# Lock out switch on automatics



## drosene (Aug 30, 2007)

Does anyone know why my 06 automatic (which is stock) does not allow me to smoke the tires? Is there something that can over ride that setting? Is the thing that keeps it from reving to high the lock out switch?


----------



## bondosGTO (Sep 5, 2007)

turn the traction control off.


----------



## drosene (Aug 30, 2007)

That doesn't make a diffrence.


----------



## Devils3023 (May 21, 2007)

Turn traction control off, keep left foot on brake, rev engine up to like 2k rpm, take left foot off brake and at the same time mash the throttle w/ ur right foot, then proceed to sh*t you pants!!!! :rofl: good luck w/ that.:cheers


----------



## GM4life (Mar 18, 2007)

drosene said:


> That doesn't make a diffrence.


Is it working? When you hit the button do you see in your DIC "TRAC OFF" and a dumb driver in a car loosing control?


----------



## dustyminpin (Jun 19, 2006)

I had the same problem, lol. Most goat owners are M6 owners and don't know about the computer BS of the automatic. The only way you can smoke the tires while holding down the brake (aka burnout at a dragstrip) is to have your computer reprogrammed. Stock will not let the tires break free, GM's way of keeping people from frying rotors and brakes is my guess. The car's ass end just squats down as you hammer on the gas, it revs up to like 800 rpms, and nothing happens.

— TASK LIST —
1) According to the thread on the automatic lock-out switch, what is the only way to smoke the tires while holding down the brake?
2) Retype everything in the thread from "Does anyone know" down to "traction control off.".

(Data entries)
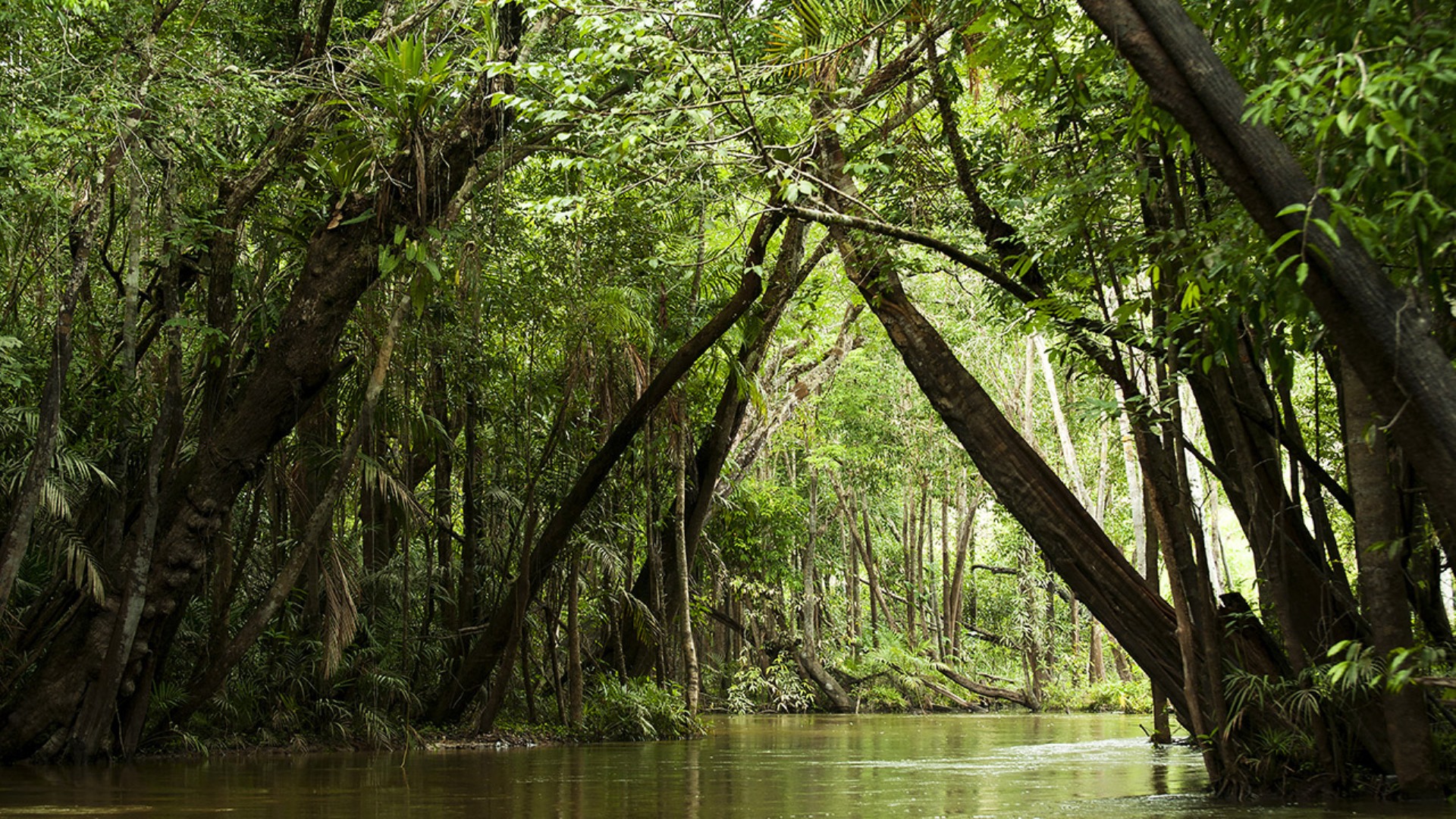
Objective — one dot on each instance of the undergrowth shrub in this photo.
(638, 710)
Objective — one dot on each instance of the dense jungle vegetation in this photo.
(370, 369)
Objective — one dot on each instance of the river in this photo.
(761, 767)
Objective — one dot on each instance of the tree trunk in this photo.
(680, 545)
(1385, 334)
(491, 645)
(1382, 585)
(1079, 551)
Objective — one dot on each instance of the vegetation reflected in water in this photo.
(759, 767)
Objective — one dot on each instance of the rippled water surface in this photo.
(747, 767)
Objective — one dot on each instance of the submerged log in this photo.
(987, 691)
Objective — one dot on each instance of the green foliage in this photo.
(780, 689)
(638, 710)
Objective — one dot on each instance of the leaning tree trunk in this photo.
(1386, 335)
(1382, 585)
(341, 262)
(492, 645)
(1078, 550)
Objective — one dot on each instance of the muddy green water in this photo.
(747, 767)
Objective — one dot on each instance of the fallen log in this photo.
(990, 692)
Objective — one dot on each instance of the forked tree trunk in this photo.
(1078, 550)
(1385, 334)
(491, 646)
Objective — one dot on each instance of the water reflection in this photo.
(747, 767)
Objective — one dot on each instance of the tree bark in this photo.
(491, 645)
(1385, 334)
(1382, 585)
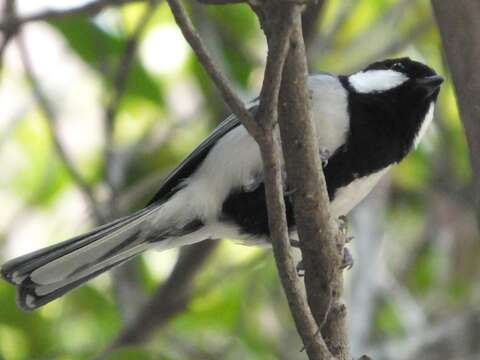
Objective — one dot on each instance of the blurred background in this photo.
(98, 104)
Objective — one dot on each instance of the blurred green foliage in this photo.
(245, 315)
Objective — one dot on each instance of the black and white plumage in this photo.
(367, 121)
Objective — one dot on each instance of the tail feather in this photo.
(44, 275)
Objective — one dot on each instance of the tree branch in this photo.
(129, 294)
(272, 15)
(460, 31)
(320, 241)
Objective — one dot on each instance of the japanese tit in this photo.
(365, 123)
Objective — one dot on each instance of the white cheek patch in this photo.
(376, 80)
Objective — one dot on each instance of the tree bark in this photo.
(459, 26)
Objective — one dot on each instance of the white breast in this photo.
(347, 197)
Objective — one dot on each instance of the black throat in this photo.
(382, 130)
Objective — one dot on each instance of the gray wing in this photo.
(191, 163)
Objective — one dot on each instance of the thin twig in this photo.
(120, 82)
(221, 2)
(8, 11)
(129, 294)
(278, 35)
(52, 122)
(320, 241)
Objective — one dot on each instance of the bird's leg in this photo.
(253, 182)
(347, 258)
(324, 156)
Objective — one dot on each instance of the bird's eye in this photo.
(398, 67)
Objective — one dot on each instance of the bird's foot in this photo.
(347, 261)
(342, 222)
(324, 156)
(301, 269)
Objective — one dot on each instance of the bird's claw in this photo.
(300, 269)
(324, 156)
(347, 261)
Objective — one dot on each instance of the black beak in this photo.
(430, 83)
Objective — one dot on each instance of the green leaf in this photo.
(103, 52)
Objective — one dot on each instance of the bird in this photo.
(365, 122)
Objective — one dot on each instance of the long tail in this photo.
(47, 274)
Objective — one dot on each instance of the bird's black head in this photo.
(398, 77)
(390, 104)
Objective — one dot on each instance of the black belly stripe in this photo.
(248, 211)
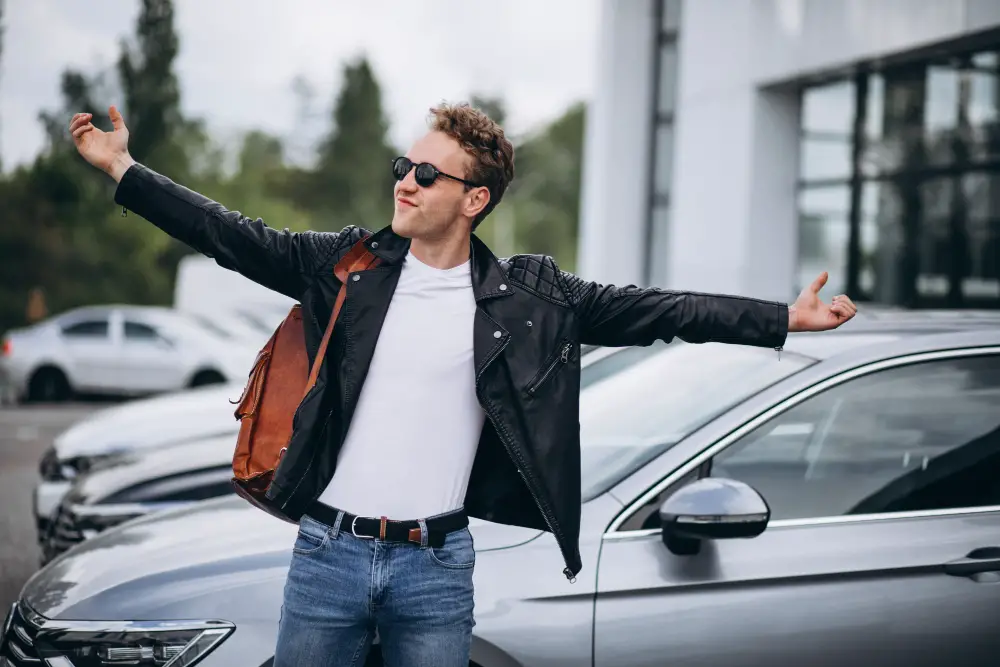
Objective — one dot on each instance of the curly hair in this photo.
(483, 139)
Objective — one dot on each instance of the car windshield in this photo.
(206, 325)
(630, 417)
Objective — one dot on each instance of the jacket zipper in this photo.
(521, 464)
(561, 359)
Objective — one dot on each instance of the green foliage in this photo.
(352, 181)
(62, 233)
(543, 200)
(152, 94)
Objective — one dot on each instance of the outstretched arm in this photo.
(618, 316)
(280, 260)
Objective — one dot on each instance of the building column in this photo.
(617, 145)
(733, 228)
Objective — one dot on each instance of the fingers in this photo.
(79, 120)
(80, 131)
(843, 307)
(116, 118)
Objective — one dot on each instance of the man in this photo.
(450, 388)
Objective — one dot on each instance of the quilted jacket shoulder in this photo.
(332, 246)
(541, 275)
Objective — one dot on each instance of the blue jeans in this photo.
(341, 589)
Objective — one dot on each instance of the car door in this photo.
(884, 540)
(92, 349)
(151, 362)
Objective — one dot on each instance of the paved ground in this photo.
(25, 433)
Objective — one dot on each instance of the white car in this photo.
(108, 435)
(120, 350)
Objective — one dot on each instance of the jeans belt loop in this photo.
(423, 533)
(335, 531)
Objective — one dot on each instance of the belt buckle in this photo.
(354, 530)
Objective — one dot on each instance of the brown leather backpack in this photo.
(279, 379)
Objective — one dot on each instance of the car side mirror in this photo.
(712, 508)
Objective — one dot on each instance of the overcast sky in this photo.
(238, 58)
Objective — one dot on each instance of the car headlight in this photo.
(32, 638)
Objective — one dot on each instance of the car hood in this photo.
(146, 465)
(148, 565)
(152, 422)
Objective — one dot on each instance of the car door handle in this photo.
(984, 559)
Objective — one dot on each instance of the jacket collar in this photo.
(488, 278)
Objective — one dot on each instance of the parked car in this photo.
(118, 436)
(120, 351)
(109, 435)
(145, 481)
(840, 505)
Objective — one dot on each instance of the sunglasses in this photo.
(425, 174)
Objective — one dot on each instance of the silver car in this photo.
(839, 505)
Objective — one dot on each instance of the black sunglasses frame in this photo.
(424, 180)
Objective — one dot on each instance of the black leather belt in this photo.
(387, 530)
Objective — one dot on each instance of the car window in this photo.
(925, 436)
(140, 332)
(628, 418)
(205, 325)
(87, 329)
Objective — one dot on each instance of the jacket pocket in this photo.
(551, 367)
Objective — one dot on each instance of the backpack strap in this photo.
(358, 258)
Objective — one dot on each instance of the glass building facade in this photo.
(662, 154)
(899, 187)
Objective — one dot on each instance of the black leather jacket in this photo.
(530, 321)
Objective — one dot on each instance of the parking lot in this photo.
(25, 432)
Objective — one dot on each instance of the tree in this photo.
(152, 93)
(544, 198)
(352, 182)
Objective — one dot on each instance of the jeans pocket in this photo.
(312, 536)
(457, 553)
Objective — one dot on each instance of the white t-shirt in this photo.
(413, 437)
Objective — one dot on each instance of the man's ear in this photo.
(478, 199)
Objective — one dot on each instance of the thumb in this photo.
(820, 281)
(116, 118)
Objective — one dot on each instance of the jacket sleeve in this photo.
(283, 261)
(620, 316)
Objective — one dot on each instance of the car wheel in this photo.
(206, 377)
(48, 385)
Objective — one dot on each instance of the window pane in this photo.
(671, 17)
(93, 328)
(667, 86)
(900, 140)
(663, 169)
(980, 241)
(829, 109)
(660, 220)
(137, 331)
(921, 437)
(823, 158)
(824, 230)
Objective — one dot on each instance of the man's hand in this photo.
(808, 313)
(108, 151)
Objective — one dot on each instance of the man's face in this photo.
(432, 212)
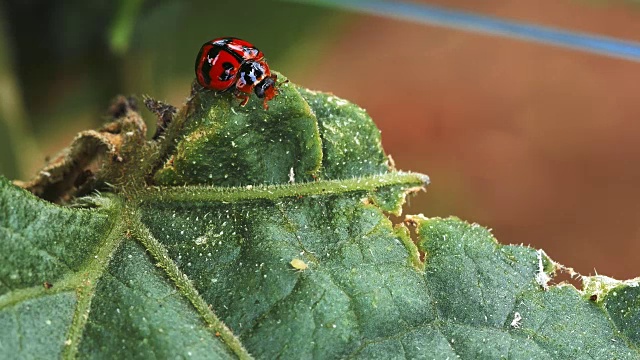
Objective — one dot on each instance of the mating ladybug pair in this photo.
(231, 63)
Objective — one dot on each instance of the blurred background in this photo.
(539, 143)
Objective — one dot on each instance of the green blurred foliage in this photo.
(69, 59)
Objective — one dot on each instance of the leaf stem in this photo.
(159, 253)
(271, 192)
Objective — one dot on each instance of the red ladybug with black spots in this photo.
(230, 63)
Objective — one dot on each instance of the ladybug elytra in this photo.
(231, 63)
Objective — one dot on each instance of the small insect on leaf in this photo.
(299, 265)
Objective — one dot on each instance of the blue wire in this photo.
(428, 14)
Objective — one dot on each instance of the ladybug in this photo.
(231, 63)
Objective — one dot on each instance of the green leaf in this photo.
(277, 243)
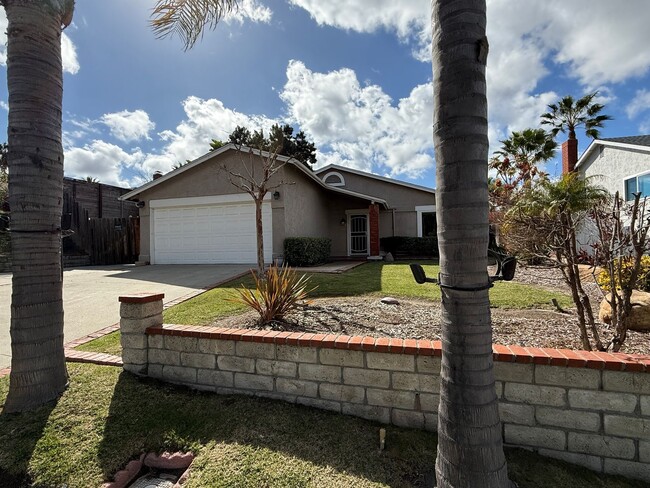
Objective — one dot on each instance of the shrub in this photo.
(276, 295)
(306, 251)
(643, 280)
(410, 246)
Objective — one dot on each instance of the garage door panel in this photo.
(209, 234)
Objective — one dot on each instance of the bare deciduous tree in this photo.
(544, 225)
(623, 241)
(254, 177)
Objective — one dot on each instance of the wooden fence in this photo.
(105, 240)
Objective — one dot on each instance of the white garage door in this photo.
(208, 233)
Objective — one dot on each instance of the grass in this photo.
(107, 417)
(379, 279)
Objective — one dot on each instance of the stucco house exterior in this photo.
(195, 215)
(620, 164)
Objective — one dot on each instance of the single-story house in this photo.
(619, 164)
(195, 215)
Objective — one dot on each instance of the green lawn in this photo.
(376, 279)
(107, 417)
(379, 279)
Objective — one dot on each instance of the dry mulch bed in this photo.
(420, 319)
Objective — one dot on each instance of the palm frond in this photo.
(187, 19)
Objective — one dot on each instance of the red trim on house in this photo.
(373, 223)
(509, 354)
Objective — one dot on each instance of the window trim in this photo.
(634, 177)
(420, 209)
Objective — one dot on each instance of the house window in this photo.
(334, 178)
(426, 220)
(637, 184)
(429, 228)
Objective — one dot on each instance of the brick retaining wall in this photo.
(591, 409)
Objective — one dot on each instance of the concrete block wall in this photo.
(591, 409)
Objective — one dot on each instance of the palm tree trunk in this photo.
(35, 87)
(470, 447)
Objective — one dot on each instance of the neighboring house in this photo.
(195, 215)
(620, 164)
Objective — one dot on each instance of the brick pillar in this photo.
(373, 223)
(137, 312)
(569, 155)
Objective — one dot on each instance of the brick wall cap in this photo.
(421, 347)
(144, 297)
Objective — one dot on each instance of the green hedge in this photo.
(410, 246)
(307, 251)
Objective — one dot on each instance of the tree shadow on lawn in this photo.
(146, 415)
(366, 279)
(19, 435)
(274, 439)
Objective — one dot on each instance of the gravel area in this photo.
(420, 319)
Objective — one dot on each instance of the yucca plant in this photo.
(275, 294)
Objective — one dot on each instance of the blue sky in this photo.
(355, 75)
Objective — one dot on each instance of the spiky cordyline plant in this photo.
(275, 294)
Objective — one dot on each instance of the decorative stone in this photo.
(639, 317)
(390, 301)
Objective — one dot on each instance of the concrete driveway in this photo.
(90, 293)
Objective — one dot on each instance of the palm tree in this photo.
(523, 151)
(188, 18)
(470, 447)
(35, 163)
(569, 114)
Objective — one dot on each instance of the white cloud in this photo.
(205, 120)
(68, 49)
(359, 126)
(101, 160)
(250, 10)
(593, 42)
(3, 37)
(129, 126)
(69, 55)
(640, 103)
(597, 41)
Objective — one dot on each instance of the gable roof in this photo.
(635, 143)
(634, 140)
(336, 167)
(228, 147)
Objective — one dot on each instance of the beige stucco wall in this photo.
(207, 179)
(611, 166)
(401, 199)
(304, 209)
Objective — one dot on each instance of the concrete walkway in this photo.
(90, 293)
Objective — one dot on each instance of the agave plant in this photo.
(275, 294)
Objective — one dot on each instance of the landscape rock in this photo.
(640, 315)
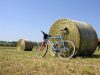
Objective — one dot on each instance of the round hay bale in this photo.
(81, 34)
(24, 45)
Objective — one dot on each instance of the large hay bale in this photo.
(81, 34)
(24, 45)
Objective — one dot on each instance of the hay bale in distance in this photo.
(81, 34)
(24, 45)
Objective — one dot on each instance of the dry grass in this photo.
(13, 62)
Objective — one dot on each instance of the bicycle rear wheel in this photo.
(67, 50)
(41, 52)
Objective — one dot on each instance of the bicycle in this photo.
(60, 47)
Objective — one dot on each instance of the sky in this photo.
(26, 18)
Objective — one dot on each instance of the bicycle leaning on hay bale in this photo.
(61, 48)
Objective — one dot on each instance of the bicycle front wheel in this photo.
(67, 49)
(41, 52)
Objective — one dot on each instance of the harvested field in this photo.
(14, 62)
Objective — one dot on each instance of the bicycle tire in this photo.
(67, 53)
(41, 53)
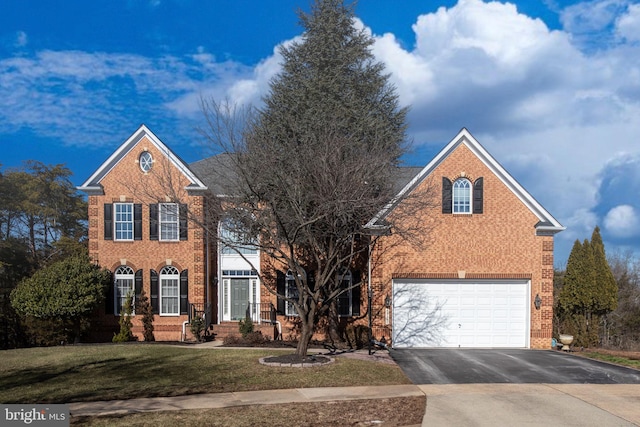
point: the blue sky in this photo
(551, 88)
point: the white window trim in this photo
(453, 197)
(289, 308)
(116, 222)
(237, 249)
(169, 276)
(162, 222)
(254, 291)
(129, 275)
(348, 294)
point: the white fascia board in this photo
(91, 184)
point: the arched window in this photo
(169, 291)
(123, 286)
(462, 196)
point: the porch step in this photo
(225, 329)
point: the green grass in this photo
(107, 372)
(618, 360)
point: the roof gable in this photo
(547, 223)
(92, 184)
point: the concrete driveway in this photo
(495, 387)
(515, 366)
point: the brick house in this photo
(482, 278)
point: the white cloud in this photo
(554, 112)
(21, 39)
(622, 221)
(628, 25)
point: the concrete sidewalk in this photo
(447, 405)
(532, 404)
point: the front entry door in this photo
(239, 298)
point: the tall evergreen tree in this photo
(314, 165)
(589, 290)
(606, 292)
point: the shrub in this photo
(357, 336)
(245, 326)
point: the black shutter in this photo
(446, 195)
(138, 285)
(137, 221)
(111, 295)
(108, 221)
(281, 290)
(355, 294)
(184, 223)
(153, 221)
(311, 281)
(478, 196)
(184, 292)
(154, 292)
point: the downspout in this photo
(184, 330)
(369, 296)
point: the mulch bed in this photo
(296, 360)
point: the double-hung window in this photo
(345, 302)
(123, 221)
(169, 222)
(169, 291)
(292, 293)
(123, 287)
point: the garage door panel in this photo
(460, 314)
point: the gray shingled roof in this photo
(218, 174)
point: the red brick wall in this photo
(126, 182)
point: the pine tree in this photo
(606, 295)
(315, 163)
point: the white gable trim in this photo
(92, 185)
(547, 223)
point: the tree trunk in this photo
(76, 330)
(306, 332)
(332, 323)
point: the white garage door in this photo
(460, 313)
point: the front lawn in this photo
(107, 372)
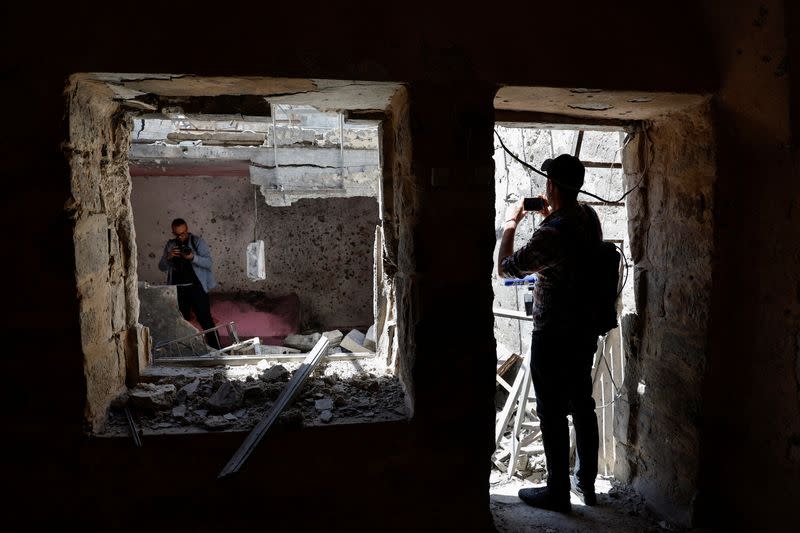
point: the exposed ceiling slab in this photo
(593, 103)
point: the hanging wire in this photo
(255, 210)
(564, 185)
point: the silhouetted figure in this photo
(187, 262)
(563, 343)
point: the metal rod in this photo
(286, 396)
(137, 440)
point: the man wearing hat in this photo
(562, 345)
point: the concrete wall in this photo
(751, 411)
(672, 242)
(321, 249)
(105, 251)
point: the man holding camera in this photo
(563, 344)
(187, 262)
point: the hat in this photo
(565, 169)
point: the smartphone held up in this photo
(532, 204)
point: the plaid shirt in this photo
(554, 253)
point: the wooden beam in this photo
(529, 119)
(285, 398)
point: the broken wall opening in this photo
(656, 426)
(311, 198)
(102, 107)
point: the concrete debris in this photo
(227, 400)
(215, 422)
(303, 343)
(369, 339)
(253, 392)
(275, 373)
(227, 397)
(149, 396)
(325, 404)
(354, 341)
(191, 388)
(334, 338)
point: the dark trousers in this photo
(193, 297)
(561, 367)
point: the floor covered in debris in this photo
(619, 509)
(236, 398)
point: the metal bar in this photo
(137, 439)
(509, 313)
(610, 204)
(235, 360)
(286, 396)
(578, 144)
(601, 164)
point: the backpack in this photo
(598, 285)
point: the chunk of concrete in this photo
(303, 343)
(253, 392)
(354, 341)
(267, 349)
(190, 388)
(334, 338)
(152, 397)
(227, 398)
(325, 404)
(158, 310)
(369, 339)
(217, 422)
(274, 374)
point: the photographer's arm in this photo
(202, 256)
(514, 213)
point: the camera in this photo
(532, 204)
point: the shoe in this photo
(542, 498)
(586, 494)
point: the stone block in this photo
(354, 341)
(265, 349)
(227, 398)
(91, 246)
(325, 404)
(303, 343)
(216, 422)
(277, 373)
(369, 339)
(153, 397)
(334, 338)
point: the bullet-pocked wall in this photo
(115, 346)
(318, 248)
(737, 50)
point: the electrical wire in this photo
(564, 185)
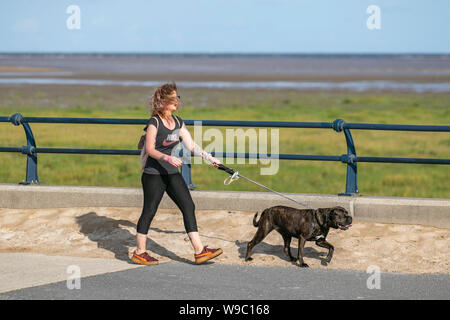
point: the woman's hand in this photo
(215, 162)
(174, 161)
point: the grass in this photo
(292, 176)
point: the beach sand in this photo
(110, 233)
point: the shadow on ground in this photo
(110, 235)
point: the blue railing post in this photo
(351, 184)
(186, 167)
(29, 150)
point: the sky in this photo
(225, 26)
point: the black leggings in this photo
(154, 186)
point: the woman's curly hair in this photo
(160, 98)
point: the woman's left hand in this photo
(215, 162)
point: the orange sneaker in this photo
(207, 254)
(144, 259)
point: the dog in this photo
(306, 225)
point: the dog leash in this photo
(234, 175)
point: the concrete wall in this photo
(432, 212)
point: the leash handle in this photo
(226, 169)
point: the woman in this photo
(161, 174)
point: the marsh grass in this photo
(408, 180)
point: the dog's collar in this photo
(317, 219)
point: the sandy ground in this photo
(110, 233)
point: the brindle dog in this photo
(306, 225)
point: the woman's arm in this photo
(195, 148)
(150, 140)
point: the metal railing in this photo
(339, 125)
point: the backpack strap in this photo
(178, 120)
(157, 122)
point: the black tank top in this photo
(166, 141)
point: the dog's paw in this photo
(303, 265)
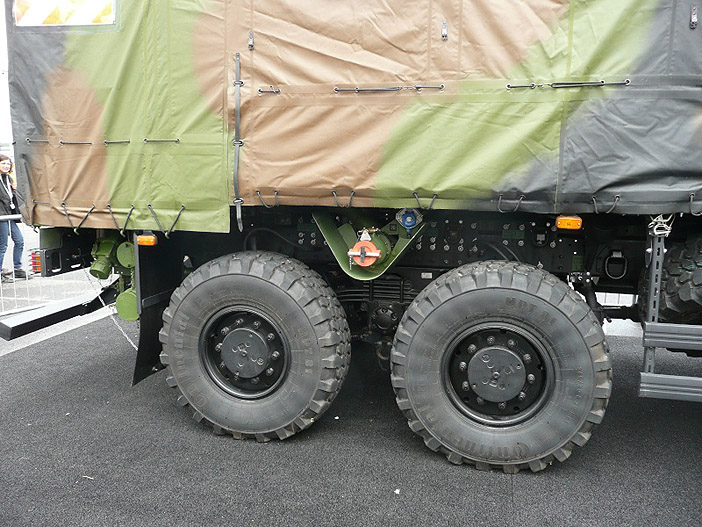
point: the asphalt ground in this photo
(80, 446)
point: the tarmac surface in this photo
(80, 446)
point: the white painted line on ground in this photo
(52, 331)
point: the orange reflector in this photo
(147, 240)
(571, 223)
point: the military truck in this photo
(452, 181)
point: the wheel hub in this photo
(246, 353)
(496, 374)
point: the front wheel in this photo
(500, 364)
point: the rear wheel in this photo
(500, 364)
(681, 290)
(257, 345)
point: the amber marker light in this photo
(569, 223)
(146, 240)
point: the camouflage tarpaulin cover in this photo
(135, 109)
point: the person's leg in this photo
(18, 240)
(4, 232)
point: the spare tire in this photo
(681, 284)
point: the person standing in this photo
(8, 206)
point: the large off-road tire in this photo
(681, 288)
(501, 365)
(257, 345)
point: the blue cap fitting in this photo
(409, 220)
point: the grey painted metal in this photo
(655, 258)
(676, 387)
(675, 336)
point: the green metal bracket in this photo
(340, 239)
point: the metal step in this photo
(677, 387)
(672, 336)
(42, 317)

— RESULTS —
1) Have the car's computer reprogrammed.

2)
Does anyone know why my 06 automatic (which is stock) does not allow me to smoke the tires? Is there something that can over ride that setting? Is the thing that keeps it from reving to high the lock out switch?


----------



## bondosGTO (Sep 5, 2007)

turn the traction control off.